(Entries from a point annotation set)
========
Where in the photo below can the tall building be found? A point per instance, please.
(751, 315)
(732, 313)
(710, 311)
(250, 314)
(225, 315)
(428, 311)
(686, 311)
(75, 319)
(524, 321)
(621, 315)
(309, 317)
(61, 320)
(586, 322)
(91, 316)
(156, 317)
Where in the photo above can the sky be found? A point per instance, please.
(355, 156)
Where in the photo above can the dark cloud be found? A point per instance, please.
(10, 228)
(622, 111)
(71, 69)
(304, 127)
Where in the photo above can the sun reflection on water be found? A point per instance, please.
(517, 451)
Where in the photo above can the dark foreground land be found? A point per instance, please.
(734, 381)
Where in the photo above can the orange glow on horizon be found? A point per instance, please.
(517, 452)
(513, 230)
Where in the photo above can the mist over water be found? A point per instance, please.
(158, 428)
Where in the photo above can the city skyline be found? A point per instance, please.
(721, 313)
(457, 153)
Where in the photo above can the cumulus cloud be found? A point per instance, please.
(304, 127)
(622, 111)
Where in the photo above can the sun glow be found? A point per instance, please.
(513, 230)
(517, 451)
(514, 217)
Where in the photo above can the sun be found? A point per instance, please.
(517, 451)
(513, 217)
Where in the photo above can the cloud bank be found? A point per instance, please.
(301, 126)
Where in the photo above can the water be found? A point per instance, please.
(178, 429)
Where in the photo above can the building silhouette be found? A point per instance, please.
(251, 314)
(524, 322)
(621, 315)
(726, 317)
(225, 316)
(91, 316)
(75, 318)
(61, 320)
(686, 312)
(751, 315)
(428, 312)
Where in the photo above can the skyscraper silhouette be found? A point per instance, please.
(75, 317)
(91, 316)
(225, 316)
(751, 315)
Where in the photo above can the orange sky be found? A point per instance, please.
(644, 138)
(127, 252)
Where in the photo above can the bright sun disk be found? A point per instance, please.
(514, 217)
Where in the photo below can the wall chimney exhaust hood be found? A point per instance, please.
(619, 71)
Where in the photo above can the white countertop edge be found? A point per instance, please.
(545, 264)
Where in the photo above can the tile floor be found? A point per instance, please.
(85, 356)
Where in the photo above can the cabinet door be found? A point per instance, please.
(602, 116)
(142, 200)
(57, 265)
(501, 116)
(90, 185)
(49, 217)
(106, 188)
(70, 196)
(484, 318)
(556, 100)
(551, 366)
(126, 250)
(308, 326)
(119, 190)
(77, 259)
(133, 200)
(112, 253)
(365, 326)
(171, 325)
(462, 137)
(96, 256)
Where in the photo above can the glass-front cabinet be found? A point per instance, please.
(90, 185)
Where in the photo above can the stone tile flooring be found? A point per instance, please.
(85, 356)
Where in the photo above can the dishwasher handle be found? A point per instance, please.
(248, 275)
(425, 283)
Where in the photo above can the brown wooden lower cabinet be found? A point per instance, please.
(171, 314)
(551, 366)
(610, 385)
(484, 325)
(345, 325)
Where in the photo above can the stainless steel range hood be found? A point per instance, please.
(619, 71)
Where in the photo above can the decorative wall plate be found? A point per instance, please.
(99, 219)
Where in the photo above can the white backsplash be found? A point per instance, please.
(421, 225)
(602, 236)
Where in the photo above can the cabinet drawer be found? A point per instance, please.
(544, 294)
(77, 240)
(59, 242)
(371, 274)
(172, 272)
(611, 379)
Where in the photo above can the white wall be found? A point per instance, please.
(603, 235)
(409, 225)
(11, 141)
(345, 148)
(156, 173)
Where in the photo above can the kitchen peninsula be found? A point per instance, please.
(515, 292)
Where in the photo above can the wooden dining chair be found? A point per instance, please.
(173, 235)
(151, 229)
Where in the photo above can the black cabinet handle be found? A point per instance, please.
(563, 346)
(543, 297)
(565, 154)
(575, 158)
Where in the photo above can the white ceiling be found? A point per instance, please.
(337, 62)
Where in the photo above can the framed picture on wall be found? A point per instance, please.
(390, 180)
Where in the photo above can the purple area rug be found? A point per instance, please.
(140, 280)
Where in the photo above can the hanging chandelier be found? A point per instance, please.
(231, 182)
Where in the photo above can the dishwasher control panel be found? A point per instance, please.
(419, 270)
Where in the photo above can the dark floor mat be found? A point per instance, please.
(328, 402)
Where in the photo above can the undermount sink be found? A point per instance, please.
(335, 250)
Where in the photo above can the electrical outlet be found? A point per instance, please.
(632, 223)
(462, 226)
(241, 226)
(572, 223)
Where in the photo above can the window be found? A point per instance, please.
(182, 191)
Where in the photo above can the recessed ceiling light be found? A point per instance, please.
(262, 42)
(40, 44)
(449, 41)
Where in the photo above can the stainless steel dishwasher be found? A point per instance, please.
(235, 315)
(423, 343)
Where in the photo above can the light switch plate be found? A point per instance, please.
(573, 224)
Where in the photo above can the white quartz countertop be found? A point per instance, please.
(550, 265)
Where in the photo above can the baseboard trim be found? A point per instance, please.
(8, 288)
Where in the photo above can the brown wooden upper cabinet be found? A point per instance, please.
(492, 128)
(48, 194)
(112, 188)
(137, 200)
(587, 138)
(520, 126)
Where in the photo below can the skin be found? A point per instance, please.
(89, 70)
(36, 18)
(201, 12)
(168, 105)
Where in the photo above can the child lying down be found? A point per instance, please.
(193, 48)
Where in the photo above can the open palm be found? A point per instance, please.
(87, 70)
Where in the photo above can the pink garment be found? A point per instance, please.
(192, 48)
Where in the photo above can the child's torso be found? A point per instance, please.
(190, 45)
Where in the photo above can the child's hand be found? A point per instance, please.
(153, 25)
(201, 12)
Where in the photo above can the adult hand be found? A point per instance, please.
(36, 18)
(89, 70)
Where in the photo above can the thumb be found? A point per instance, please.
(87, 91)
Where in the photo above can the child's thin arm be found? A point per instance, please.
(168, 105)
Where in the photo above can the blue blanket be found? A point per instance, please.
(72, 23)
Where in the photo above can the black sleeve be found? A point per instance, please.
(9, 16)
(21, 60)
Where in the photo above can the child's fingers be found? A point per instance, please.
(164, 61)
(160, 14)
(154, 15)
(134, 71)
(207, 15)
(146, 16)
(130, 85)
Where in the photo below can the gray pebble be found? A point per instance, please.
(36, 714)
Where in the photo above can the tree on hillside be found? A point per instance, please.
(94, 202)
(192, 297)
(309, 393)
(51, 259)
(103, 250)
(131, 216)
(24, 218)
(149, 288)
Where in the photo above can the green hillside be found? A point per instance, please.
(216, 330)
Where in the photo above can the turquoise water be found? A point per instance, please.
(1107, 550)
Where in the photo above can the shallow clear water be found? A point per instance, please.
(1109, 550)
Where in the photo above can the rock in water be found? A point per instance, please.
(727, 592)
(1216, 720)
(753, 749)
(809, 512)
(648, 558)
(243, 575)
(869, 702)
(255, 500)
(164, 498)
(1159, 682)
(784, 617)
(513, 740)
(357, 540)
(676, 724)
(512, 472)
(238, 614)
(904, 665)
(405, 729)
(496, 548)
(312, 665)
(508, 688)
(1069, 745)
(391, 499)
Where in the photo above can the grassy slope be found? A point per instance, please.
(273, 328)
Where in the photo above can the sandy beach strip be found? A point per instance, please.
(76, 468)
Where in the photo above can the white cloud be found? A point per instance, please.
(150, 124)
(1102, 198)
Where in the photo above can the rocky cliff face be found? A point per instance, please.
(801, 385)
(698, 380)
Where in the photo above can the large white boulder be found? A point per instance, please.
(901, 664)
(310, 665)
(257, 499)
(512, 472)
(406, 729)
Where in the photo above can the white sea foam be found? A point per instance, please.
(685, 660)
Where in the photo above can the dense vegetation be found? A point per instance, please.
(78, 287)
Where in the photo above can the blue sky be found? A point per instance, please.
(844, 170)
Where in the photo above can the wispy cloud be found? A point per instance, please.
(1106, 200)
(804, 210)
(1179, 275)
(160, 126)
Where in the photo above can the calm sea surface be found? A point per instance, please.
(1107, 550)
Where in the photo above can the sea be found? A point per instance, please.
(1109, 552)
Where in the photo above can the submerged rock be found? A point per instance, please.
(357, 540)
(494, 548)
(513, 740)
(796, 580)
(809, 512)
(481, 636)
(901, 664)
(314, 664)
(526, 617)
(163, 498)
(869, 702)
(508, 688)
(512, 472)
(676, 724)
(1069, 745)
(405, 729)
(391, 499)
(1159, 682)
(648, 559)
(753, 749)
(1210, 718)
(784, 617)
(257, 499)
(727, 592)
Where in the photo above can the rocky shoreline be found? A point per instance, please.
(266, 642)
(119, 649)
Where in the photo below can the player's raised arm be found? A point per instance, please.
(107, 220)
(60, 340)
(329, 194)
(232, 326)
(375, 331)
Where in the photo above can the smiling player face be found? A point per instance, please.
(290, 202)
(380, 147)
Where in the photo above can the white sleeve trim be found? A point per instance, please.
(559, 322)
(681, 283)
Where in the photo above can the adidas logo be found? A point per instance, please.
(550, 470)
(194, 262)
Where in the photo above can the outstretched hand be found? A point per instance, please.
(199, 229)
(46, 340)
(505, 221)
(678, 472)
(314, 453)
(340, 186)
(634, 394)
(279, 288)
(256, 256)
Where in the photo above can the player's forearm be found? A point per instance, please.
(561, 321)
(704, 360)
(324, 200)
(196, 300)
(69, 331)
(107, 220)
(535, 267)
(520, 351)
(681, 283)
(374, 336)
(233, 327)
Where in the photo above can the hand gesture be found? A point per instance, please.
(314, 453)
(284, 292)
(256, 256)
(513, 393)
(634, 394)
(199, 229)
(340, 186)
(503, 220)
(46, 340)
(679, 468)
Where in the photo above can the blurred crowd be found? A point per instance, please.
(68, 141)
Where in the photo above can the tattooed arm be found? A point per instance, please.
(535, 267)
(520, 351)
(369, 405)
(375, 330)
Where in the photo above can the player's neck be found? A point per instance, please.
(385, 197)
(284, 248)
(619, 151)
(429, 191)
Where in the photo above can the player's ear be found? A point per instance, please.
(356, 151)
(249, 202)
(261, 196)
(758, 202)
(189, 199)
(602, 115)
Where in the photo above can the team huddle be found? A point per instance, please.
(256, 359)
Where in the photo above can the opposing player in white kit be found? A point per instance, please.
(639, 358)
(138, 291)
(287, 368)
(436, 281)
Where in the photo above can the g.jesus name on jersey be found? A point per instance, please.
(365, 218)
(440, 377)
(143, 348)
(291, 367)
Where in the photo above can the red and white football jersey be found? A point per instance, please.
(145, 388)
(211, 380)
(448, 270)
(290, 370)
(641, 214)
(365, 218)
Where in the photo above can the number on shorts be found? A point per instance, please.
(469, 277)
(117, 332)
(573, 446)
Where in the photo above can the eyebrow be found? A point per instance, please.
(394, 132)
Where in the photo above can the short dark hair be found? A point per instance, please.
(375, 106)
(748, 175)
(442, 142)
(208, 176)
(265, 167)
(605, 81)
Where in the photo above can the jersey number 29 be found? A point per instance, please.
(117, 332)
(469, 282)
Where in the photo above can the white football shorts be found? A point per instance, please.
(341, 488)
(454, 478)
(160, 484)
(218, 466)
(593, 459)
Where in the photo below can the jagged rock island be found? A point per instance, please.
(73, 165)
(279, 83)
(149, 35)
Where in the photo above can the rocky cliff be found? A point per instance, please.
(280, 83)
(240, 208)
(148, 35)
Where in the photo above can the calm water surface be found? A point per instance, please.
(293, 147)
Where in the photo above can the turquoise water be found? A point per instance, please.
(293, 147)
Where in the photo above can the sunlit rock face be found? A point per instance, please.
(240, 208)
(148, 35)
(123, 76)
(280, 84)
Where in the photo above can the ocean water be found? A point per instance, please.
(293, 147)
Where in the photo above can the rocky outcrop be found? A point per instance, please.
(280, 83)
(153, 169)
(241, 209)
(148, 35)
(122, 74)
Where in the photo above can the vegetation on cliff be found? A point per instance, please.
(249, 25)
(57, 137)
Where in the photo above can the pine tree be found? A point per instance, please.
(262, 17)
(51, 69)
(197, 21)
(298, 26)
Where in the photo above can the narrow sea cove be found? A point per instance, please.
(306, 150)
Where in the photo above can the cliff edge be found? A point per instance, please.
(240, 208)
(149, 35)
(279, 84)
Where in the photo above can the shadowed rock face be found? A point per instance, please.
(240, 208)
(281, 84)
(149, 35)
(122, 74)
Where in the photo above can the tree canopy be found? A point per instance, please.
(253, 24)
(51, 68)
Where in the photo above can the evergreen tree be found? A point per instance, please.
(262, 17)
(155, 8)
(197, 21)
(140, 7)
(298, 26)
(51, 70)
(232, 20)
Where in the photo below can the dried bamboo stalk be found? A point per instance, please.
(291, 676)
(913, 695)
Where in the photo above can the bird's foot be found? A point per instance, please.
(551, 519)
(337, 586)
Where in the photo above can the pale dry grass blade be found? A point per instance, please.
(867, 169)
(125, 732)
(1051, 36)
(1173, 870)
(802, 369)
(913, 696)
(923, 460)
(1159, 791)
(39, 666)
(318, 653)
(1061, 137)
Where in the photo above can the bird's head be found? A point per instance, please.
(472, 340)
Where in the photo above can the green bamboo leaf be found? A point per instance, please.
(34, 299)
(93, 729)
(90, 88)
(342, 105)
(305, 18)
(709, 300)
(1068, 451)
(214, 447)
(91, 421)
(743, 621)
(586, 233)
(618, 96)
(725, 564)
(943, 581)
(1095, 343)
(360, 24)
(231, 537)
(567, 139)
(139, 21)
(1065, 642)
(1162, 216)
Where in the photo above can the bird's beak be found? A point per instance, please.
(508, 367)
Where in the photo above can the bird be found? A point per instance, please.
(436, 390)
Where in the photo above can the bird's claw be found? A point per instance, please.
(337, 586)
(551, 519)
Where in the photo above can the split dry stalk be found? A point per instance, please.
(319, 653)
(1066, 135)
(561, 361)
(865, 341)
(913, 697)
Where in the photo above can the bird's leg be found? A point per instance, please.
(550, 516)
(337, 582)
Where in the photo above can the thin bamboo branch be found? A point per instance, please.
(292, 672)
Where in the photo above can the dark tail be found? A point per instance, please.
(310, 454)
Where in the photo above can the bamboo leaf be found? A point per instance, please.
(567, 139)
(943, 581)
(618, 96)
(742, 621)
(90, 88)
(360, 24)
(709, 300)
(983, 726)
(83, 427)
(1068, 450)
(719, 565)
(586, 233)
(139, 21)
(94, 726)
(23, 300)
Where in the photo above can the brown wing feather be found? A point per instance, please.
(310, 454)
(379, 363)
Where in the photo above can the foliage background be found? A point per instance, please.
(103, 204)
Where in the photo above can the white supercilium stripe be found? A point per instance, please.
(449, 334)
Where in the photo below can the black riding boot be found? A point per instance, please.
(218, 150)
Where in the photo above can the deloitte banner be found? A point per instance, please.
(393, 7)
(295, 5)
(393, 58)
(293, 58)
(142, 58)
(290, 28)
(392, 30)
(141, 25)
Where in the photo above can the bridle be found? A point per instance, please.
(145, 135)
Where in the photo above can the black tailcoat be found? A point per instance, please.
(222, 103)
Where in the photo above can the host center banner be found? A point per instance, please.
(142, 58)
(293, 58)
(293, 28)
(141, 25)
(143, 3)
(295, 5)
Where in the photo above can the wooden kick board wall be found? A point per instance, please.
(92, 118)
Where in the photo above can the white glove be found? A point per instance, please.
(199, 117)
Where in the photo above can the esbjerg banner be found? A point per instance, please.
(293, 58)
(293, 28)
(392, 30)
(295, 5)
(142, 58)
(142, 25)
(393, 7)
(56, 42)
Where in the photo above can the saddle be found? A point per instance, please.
========
WHAT THIS TASK INVOLVES: Transcribe only the trailing portion of the entries above: the line that contains "Where in the photo above can the thin" and each line after it.

SOLUTION TO THIS TASK:
Where in the photo above can the thin bamboo branch be found? A point per instance, please.
(292, 672)
Where in the photo above can the dark tail be found? A point per instance, please.
(310, 454)
Where in the photo above can the bamboo leaf be found? A point per instance, please.
(567, 139)
(943, 581)
(618, 96)
(742, 621)
(90, 88)
(360, 24)
(709, 300)
(983, 726)
(83, 427)
(1068, 450)
(719, 565)
(586, 233)
(139, 21)
(94, 726)
(23, 300)
Where in the photo above can the brown wing feather be found? A point per instance, please.
(310, 454)
(379, 363)
Where in the photo above can the foliage background be found? A point per instance, please.
(103, 204)
Where in the photo above can the white supercilium stripe be found? A point per instance, please.
(449, 334)
Where in the photo below can the black riding boot be found? A point per instance, please.
(218, 150)
Where in the photo above can the deloitte banner be found? A point per instance, please.
(393, 7)
(295, 5)
(393, 58)
(293, 58)
(142, 58)
(290, 28)
(392, 30)
(141, 25)
Where in the photo above can the bridle be found? A point per instance, please.
(145, 135)
Where in the photo above can the black tailcoat be found? A point per instance, please.
(222, 103)
Where in the photo above can the host center banner be found? A point per instance, please.
(142, 58)
(293, 58)
(293, 28)
(141, 25)
(143, 3)
(295, 5)
Where in the photo above can the wooden kick board wall be found? A point per instance, please.
(92, 118)
Where in the photo above can the white glove be found? A point per instance, please.
(199, 117)
Where in the photo above can the esbjerg banner be found? A point per instance, please.
(293, 58)
(293, 28)
(392, 30)
(295, 5)
(142, 58)
(142, 25)
(393, 7)
(56, 42)
Where in the photo above can the saddle be found? A point per instance, please.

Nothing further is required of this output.